__Quoted passage__.
## BEGIN

Statistical methods for estimating precision matrix

Provide a collection of statistical methods to estimate a precision matrix.

Usage

fcstat(
  X,
  method,
  base = "cov",
  n = NULL,
  lambda = NULL,
  nlambda = 20,
  lambda.min.ratio = 0.01,
  gamma = NA,
  initial = "glasso",
  pkgopt = "glasso",
  crit = "CV",
  fold = 5,
  ebic.tuning = 0.5,
  cores = 1
)

Arguments

X

An n-by-p data matrix with sample size n and dimension p.
A p-by-p sample covariance/correlation matrix with dimension p.

method

A character string specifying the statistical method for estimating precision matrix. Available options include:

"glasso": graphical lasso (Friedman et al. 2008) .
"ridge": graphical ridge (van Wieringen and Peeters 2016) .
"elnet": graphical elastic net (Zou and Hastie 2005) .
"clime": constrained L1-minimization for inverse (covariance) matrix estimation (Cai et al. 2011) .
"tiger": tuning-insensitive graph estimation and regression (Liu and Wang 2017) , which is only applicable when X is the n-by-p data matrix.
"adapt": adaptive lasso (Zou 2006; Fan et al. 2009) .
"atan": arctangent type penalty (Wang and Zhu 2016) .
"exp": exponential type penalty (Wang et al. 2018) .
"mcp": minimax concave penalty (Zou 2006) .
"scad": smoothly clipped absolute deviation (Fan and Li 2001; Fan et al. 2009) .

base

A character string (default = "cov") specifying the calculation base, either the covariance matrix ("cov") or the correlation matrix ("cor"). This is only applicable when X is the n-by-p data matrix.

n

An integer (default = NULL) specifying the sample size. This is only required when the input matrix X is a p-by-p sample covariance/correlation matrix with dimension p.

## END

[Saved entries]
## BEGIN

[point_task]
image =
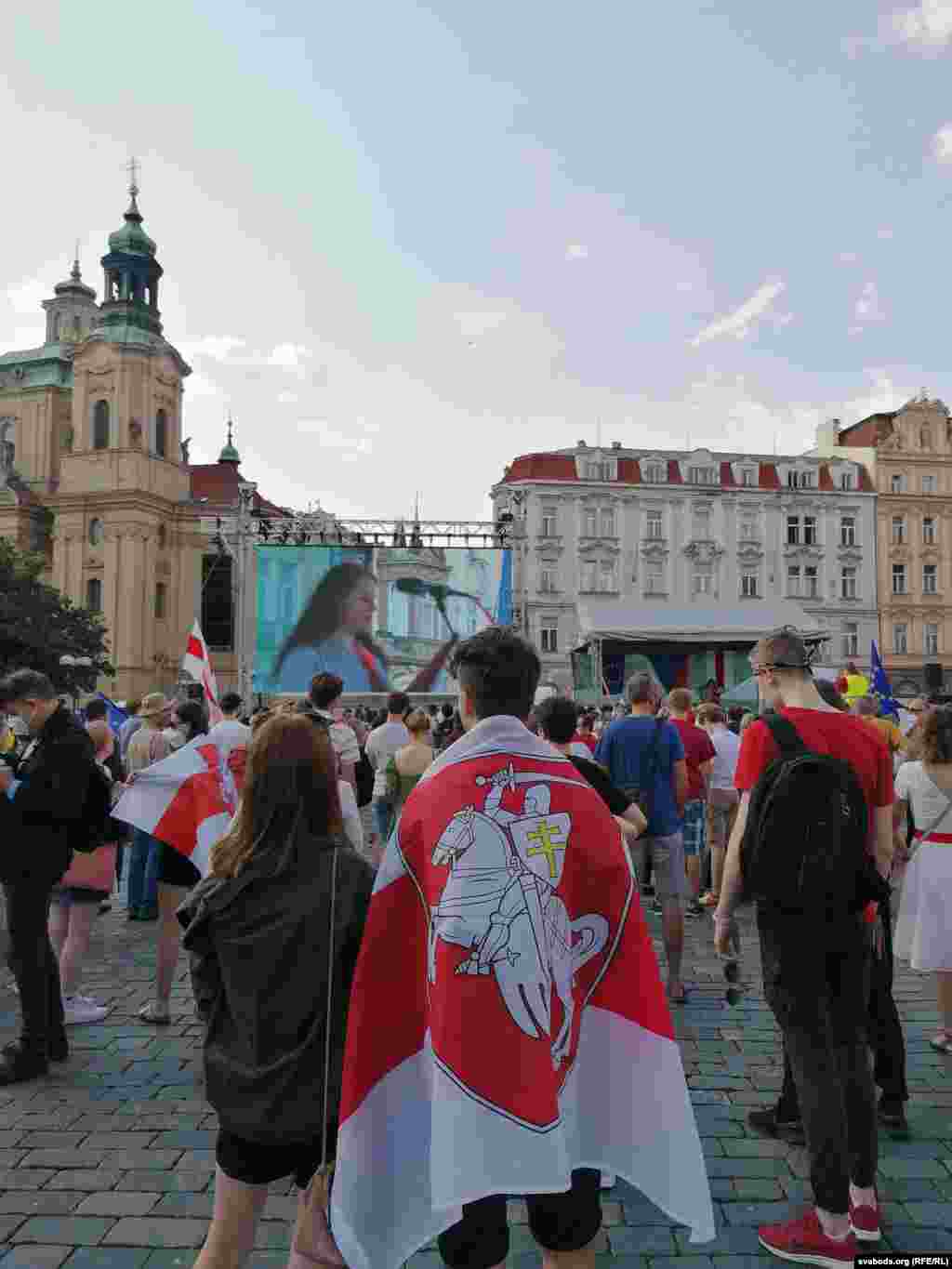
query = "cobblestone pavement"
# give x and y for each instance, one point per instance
(108, 1163)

## END

__Written exercise 1__.
In the precision matrix documentation, which estimation method is applicable only when X is the n-by-p data matrix?
__Written exercise 2__.
Continue the precision matrix documentation after its final sentence.

__Task output 1__.
"tiger" (tuning-insensitive graph estimation and regression)

__Task output 2__.
lambda

Grid of non-negative scalars for the regularization parameter. The default is NULL, which generates its own lambda sequence based on nlambda and lambda.min.ratio.

nlambda

An integer (default = 20) specifying the number of lambda values to be generated when lambda = NULL.

lambda.min.ratio

A scalar (default = 0.01) specifying the fraction of the maximum lambda value \(\lambda_{max}\) to generate the minimum lambda \(\lambda_{min}\). If lambda = NULL, the program automatically generates a lambda grid as a sequence of length nlambda in log scale, starting from \(\lambda_{min}\) to \(\lambda_{max}\).

gamma

Grid of scalars specifying the hyperparameter for the chosen method. Default values:

"elnet": a sequence from 0.1 to 0.9 with increments of 0.1
"adapt": 0.5
"atan": 0.005
"exp": 0.01
"scad": 3.7
"mcp": 3

initial

A p-by-p matrix or a p-by-p-by-npara (the number of all combinations of lambda and gamma) array specifying the initial estimate for method set to "atan", "exp", "scad", and "mcp"; or specifying \(\tilde{\Omega}\) of the adaptive weight for method = "adapt", calculated as \(|\tilde{\omega}_{ij}|^{-\gamma}\), where \(\tilde{\Omega} := (\tilde{\omega}_{ij})\). Some options are also offered when a character string is provided (default "linshrink"), including:

"glasso": use the precision matrix estimate derived from the graphical lasso.
"invS": use the inverse calculation base matrix if the matrix is invertible.
"linshrink": use the precision matrix estimate derived from Ledoit-Wolf linear shrinakge estimator of the population covariance matrix (Ledoit and Wolf 2004) .
"nlshrink": use the precision matrix estimate derived from Ledoit-Wolf non-linear shrinakge estimator of the population covariance matrix (Ledoit and Wolf 2015; Ledoit and Wolf 2017) .

pkgopt

A character string specifying the package option to use. The available options depend on the selected method:

For method = "glasso":
- "ADMMsigma": the function from ADMMsigma.
- "CovTools": the function from PreEst.glasso.
- "CVglasso": the function from CVglasso.
- "Glarmadillo": the function from glarma.
- "glasso": the function from glasso.
- "GLassoElnetFast": the function from gelnet.
- "glassoFast": the function from glassoFast.
- "huge": the function from huge.glasso.
For method = "ridge":
- "ADMMsigma": the function from RIDGEsigma.
- "GLassoElnetFast": the function from gelnet.
- "porridge": the function from ridgePgen.
- "rags2ridges": the function from ridgeP.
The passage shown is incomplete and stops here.